• Lavoro da svolgere:
a. Puoi trascrivere fedelmente, dal brano sul procedimento penale a carico del ricorrente, tutto ciò che va da "17. Nonostante l’ordinanza" giù fino a "avvocati di fiducia."?
b. Puoi proseguire il brano sul procedimento penale a carico del ricorrente, riprendendo subito dopo l'ultima frase riportata?

• Brano proposto:

17. Nonostante l’ordinanza di custodia cautelare emessa nei confronti del ricorrente, quest’ultimo non fu mai arrestato e rimase in libertà per tutta la durata del procedimento penale a suo carico. Fu quindi considerato latitante fino alla decisione della Corte di Cassazione del 9 gennaio 2004 e fu successivamente considerato contumace e processato in contumacia. Il ricorrente fu rappresentato dinanzi ai tribunali interni da quattro avvocati di fiducia.

(b) Il procedimento di primo grado

18. Nel frattempo, la causa fu rinviata dinanzi al Tribunale di Palermo. Il ricorrente fu accusato di appartenenza a pieno titolo a CO RA, unitamente a S.R., G.B., e G.G., dal 29 marzo 1992 “fino ad oggi” (vale a dire il giorno del suo rinvio a giudizio).

19. Il 5 luglio 2006 il Tribunale, qualificando il reato come concorso esterno in associazione di stampo mafioso in violazione degli articoli 110 e 416 bis del CP, condannò il ricorrente a nove anni di reclusione.

• Estratto dei dati:
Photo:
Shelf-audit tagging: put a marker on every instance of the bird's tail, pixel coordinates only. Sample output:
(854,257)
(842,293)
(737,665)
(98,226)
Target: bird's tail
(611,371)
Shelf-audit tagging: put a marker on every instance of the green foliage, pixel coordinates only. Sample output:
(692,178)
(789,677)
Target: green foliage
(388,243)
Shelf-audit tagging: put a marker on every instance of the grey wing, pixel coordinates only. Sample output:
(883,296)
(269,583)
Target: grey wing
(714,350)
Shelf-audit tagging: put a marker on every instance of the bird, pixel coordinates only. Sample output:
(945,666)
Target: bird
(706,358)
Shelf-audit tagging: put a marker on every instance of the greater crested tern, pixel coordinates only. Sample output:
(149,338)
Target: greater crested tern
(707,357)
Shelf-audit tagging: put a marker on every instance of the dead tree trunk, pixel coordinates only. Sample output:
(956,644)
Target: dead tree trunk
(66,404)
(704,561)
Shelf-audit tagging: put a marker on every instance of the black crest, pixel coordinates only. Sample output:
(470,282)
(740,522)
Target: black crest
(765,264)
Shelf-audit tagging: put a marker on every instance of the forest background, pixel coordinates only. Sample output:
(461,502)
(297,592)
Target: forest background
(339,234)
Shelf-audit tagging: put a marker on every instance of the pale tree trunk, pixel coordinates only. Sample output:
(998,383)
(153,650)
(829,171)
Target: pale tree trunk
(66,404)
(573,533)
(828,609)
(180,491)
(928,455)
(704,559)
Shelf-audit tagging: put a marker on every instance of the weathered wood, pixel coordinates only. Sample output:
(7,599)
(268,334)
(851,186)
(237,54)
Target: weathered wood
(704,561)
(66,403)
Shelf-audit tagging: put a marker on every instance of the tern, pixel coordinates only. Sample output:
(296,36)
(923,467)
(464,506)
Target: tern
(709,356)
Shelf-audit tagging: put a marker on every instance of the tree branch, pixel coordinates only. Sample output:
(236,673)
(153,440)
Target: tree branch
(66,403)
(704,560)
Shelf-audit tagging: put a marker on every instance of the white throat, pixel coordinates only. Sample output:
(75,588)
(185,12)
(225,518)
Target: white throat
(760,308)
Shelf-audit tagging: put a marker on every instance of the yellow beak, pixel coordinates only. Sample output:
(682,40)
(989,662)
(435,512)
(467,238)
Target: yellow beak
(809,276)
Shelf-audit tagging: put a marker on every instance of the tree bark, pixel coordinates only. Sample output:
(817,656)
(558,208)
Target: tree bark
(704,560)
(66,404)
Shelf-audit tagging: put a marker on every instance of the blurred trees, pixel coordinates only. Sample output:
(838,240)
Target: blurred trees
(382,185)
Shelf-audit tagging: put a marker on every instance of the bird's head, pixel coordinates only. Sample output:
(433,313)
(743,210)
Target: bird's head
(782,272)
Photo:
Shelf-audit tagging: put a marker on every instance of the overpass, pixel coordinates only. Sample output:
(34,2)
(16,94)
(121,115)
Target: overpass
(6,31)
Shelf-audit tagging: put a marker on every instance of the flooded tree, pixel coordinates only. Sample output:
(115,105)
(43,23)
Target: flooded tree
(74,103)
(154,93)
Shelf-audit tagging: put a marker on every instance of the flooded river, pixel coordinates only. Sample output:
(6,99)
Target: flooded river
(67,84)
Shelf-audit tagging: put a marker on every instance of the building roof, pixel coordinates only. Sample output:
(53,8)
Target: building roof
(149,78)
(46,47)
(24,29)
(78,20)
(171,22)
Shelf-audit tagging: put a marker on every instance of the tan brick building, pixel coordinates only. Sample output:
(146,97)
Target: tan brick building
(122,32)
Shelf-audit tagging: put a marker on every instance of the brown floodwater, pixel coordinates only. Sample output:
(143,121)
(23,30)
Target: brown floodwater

• Soluzioni:
a.
17. Nonostante l’ordinanza di custodia cautelare emessa nei confronti del ricorrente, quest’ultimo non fu mai arrestato e rimase in libertà per tutta la durata del procedimento penale a suo carico. Fu quindi considerato latitante fino alla decisione della Corte di Cassazione del 9 gennaio 2004 e fu successivamente considerato contumace e processato in contumacia. Il ricorrente fu rappresentato dinanzi ai tribunali interni da quattro avvocati di fiducia.

b.
20. Il Tribunale pronunciò tale decisione sulla base di vari documenti, testimonianze e prove raccolte attraverso intercettazioni telefoniche ed ambientali nonché sulla base delle dichiarazioni rese da diversi pentiti (ex appartenenti alla mafia che collaboravano con la giustizia), compreso A.G. il quale, in quanto ex membro apicale di CO RA, era stato in stretto contatto con il capo dell’organizzazione.

21. Tutti i pentiti, compreso A.G., erano stati essi stessi condannati per concorso in CO RA e molti di loro erano stati inoltre condannati per altri reati, quali il traffico di stupefacenti, l’estorsione e l’omicidio volontario.

22. Secondo il Tribunale, le prove acquisite nell’ambito del processo principale avevano dimostrato che nel corso degli anni il ricorrente, pur essendo vissuto per un certo periodo in Sudafrica, era stato in contatto con diversi membri al vertice dell’associazione mafiosa, direttamente o tramite i suoi parenti che vivevano in Italia. Era stato provato che tali rapporti si erano protratti dopo il suo proscioglimento.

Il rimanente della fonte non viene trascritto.